• **INSTRUCTIONS TO FOLLOW**
Take the listing and print it in full, exactly as given.
▬▬▬▬▬▬▬▬▬▬
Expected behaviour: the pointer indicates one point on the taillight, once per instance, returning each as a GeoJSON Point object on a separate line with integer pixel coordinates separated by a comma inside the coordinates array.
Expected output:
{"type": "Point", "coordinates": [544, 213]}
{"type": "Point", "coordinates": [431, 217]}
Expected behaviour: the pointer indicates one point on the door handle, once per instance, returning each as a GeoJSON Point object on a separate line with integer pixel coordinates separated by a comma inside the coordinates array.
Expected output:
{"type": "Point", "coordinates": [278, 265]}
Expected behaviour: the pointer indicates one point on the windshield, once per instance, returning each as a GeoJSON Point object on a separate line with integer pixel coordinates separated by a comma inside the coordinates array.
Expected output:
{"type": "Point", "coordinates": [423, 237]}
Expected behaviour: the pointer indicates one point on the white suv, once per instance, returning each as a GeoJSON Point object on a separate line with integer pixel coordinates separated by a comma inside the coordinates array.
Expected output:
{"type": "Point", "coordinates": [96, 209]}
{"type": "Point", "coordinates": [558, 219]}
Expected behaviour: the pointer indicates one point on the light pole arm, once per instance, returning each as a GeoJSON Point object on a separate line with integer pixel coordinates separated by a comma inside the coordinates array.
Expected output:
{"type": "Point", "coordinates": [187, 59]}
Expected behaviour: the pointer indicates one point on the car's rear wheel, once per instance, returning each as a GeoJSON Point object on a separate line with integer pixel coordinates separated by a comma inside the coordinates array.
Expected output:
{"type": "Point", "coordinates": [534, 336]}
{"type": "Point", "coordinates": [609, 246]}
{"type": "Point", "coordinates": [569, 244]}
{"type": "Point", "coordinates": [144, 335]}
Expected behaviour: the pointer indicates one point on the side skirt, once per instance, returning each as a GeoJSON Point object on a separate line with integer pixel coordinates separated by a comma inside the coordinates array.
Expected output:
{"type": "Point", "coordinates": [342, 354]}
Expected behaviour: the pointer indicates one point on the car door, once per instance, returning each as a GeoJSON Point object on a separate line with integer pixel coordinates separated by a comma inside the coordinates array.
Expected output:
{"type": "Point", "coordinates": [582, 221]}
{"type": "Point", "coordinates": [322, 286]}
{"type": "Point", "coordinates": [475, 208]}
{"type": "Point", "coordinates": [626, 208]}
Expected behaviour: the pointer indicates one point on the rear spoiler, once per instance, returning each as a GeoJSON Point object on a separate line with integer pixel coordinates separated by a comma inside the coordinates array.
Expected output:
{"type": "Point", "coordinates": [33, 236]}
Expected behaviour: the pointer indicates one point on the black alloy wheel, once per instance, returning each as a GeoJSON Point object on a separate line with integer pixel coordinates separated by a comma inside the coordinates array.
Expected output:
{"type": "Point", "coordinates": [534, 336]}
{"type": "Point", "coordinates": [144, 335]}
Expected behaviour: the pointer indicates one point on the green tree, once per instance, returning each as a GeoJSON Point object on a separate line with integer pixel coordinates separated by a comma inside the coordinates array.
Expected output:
▬▬▬▬▬▬▬▬▬▬
• **SOLUTION**
Expected behaviour: the pointer indicates one point on the taillight, once per instance, returning each as a GeoJSON Point object on a separate line with integer pixel coordinates separated by a comma inside the coordinates array.
Expected output:
{"type": "Point", "coordinates": [544, 213]}
{"type": "Point", "coordinates": [431, 217]}
Expected behaviour: the pointer indicates one point on the door handle, once per instance, returning each as a GeoJSON Point object on a separate line with integer pixel coordinates separated by a comma inside the coordinates array.
Expected output:
{"type": "Point", "coordinates": [278, 265]}
Expected behaviour: the pointer indicates one point on the windshield, once per instance, returning each as a GeoJSON Point object on a separate line with integer pixel coordinates separated by a comma inside the coordinates array.
Expected output:
{"type": "Point", "coordinates": [423, 237]}
Expected behaviour: the pointer indicates one point on the white suv, once per instance, returning each as a GeoJSON Point object on a separate line with integer pixel coordinates separated by a comma inside the coordinates array.
Expected output:
{"type": "Point", "coordinates": [96, 209]}
{"type": "Point", "coordinates": [558, 219]}
Expected behaviour: the pointer indicates one point on the light pole arm, once per instance, returning each as a GeoJSON Point object on a separate line with integer pixel coordinates separated by a comma inside the coordinates array.
Expected output:
{"type": "Point", "coordinates": [187, 59]}
Expected behaviour: the pointer indicates one point on the car's rear wheel, once per instance, returning each as a GeoJSON Point object on a separate line with integer pixel coordinates separated by a comma inside the coordinates array.
Expected output:
{"type": "Point", "coordinates": [534, 336]}
{"type": "Point", "coordinates": [609, 246]}
{"type": "Point", "coordinates": [569, 244]}
{"type": "Point", "coordinates": [144, 335]}
Expected behaviour: the pointer indicates one point on the side skirt, once per instance, returning each as a GeoJSON Point object on a separate line with integer pixel coordinates separated by a comma inside the coordinates array.
Expected output:
{"type": "Point", "coordinates": [342, 354]}
Expected behaviour: the pointer indicates one point on the car door, once per instance, returning each as a GeoJSON Point object on a separate line with integer pixel coordinates separated by a comma inside the coordinates array.
Expected output:
{"type": "Point", "coordinates": [582, 221]}
{"type": "Point", "coordinates": [322, 286]}
{"type": "Point", "coordinates": [475, 208]}
{"type": "Point", "coordinates": [626, 208]}
Expected behaviour: the pointer indicates one point on the rear spoiler, once per instance, returning each as a GeoJSON Point object on a separate line with integer pixel coordinates separated by a comma inside the coordinates array.
Expected output:
{"type": "Point", "coordinates": [33, 236]}
Expected behaviour: the pointer indicates one point on the black alloy wheel, once per instance, returning each as a GeoJSON Point object on a separate line with integer pixel coordinates separated by a comma inside the coordinates array.
Expected output:
{"type": "Point", "coordinates": [534, 336]}
{"type": "Point", "coordinates": [144, 335]}
Expected behaviour: the pointer indicates one point on the green tree, once per instance, returning each as a GeoJSON Point object on a separate line with integer pixel coordinates separated by a comma inside the coordinates array.
Expected output:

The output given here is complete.